§ CONSIGNE: Pourriez-vous reprendre le passage du texte sur le paludisme au Burundi, en commençant par « Première cause de » et en allant jusqu'à « les pays concernés. », mais en renommant partout « paludisme » en « malaria » ?

Première cause de mortalité, le paludisme touche chaque année 2 des 7 millions d’habitants que compte le Burundi et entraîne la mort de près de 2 700 personnes, selon l’OMS. Un problème de santé publique majeur dans un pays où sévit une pauvreté endémique, 67 % de la population vivant avec moins d’1,25 € par jour, quand le budget d’Etat alloué à la santé s’élevait à moins de 4 € par an et par habitant en 2009. Environ 70 % de la population est exposée au risque de paludisme. Un pourcentage représentatif de la situation mondiale, même s’il est difficile à mesurer du fait du manque de fiabilité des statistiques dans les pays concernés.

On estime que, chaque année, le paludisme, présent dans de nombreux pays tropicaux, est la cause de 300 à 500 millions de cas de fièvre, et si le nombre de décès tend à reculer dans le monde, il demeure très élevé, soit 781 000 cas en 2009 selon l’OMS. Des statistiques plus élevées encore que ceux du redoutable sida. Au Burundi, les moustiques propagateurs, longtemps contenus dans les plaines et les marécages, sont aujourd’hui présents sur tout le territoire de ce pays montagneux grand comme la Bretagne. Guerre civile, déplacements de populations, déforestation et changements climatiques ont permis aux moustiques de s’adapter. « Ils sont montés dans les hauteurs et toutes les provinces connaissent la maladie », témoigne Albert Mbonerane, président pour le Burundi de l’Association de lutte contre la malaria (Aluma). Le paludisme représente aujourd’hui près de 50 % des consultations externes dans les centres de santé dont 40 % des patients sont des enfants de moins de cinq ans.

§ DONNÉES FOURNIES:

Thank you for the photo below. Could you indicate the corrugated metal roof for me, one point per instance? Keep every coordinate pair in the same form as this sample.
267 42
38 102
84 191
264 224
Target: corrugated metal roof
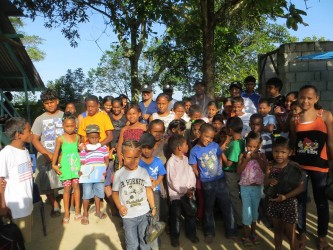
15 63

§ RÉPONSE ATTENDUE:
Première cause de mortalité, le malaria touche chaque année 2 des 7 millions d’habitants que compte le Burundi et entraîne la mort de près de 2 700 personnes, selon l’OMS. Un problème de santé publique majeur dans un pays où sévit une pauvreté endémique, 67 % de la population vivant avec moins d’1,25 € par jour, quand le budget d’Etat alloué à la santé s’élevait à moins de 4 € par an et par habitant en 2009. Environ 70 % de la population est exposée au risque de malaria. Un pourcentage représentatif de la situation mondiale, même s’il est difficile à mesurer du fait du manque de fiabilité des statistiques dans les pays concernés.